### TASK INSTRUCTIONS:
Repeat exactly, please, the opening lines of the data below, through and including the line where "Kindly mark the innermost point of each instance of the broad" sits.

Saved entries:

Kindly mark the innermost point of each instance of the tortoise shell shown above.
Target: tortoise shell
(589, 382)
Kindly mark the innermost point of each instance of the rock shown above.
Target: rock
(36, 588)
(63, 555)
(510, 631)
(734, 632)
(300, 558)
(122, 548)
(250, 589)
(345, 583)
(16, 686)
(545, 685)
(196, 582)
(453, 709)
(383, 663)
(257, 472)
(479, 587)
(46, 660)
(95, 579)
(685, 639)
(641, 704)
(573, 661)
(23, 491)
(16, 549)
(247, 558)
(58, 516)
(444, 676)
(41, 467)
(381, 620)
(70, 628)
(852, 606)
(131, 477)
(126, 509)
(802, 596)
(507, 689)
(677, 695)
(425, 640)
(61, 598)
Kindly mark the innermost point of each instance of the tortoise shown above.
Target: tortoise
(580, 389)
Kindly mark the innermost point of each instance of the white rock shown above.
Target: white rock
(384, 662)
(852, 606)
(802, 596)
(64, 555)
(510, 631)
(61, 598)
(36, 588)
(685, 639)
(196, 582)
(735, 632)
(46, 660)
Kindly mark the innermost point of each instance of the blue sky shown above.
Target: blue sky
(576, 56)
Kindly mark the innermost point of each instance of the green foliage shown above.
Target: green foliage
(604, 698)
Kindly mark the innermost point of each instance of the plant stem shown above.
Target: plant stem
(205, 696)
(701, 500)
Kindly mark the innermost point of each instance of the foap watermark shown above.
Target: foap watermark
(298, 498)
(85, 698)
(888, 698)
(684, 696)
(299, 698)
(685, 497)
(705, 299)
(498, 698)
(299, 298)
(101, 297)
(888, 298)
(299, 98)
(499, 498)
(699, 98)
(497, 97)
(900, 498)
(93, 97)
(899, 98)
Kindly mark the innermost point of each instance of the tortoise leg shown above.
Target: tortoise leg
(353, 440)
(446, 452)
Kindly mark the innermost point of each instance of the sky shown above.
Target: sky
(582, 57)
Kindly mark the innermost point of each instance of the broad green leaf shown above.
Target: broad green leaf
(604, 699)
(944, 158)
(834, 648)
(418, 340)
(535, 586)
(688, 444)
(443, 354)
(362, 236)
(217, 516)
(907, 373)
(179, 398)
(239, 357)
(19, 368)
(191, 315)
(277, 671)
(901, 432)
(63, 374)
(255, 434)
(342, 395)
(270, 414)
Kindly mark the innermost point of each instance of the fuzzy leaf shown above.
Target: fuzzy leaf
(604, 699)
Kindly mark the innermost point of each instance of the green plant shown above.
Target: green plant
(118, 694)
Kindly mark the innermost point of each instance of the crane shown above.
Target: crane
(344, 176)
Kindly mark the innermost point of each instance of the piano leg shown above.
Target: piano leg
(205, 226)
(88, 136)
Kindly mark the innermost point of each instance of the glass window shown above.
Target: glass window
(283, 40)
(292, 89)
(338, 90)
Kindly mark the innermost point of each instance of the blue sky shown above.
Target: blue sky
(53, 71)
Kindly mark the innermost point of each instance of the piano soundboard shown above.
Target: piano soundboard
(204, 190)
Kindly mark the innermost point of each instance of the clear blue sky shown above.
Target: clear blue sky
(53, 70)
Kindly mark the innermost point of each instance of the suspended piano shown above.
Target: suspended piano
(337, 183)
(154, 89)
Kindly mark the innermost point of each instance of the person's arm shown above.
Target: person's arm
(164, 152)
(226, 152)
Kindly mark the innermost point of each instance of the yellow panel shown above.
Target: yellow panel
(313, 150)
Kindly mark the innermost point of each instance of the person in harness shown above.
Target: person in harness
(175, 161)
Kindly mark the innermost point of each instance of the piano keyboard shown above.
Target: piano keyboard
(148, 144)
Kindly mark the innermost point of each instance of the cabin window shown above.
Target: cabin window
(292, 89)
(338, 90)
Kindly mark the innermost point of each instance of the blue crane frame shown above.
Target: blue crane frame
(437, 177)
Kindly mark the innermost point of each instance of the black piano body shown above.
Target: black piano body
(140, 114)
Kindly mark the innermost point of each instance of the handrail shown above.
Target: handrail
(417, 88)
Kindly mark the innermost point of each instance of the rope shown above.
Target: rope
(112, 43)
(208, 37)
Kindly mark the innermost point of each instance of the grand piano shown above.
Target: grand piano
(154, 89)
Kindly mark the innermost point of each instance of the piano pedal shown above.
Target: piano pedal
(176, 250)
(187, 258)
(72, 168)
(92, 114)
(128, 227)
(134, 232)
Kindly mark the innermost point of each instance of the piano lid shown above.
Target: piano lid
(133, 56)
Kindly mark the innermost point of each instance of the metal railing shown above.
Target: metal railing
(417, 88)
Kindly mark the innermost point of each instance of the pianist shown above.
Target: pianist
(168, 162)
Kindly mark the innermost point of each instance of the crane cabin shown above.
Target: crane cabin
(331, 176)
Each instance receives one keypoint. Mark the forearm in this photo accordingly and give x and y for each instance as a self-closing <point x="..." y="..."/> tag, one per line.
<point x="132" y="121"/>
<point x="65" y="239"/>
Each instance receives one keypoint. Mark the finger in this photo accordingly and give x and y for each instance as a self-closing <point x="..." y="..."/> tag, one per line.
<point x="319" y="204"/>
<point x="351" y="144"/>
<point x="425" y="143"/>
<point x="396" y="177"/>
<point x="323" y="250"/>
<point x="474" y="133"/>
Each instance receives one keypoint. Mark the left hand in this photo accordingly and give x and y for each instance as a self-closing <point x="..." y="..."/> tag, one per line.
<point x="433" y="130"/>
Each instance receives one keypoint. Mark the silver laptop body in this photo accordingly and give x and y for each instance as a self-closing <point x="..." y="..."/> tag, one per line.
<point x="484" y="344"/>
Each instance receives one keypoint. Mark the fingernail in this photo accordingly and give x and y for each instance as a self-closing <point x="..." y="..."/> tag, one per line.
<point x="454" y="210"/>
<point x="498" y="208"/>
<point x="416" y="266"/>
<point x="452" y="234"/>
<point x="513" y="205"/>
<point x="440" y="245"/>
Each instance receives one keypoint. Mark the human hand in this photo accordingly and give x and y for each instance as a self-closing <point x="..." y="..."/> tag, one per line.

### RESPONSE FOR THIS EXERCISE:
Kindly mark the innermost point of each instance of the tortoise shell shown above.
Target: tortoise shell
(589, 382)
Kindly mark the innermost point of each instance of the rock shown above.
Target: rock
(36, 588)
(63, 555)
(510, 631)
(734, 632)
(300, 558)
(122, 548)
(250, 589)
(345, 583)
(16, 686)
(545, 685)
(196, 582)
(453, 709)
(383, 663)
(257, 472)
(479, 587)
(46, 660)
(95, 579)
(685, 639)
(641, 704)
(573, 661)
(23, 491)
(16, 549)
(247, 558)
(58, 516)
(444, 676)
(41, 467)
(381, 620)
(70, 628)
(852, 606)
(131, 477)
(126, 509)
(802, 596)
(507, 689)
(677, 695)
(425, 640)
(61, 598)
Kindly mark the innermost point of each instance of the tortoise shown above.
Target: tortoise
(580, 389)
Kindly mark the innermost point of each instance of the white rock shown above.
Target: white rock
(384, 662)
(852, 606)
(802, 596)
(64, 555)
(510, 631)
(61, 598)
(36, 588)
(685, 639)
(196, 582)
(735, 632)
(46, 660)
Kindly mark the innermost point of each instance of the blue sky shown above.
Target: blue sky
(576, 56)
Kindly mark the innermost point of each instance of the green foliage shown above.
Target: green foliage
(604, 698)
Kindly mark the innermost point of each instance of the plant stem shown above.
Target: plant stem
(205, 696)
(701, 500)
Kindly mark the innermost point of each instance of the foap watermark shown above.
Target: foap watermark
(298, 498)
(85, 698)
(888, 698)
(684, 696)
(299, 698)
(685, 497)
(705, 299)
(498, 698)
(299, 298)
(101, 297)
(888, 298)
(299, 98)
(499, 498)
(699, 98)
(497, 97)
(900, 498)
(93, 97)
(899, 98)
Kindly mark the innermost point of each instance of the tortoise leg shown above.
Target: tortoise leg
(353, 440)
(446, 452)
Kindly mark the innermost point of each instance of the sky shown above.
Target: sky
(582, 57)
Kindly mark the innermost point of each instance of the broad green leaf shown above.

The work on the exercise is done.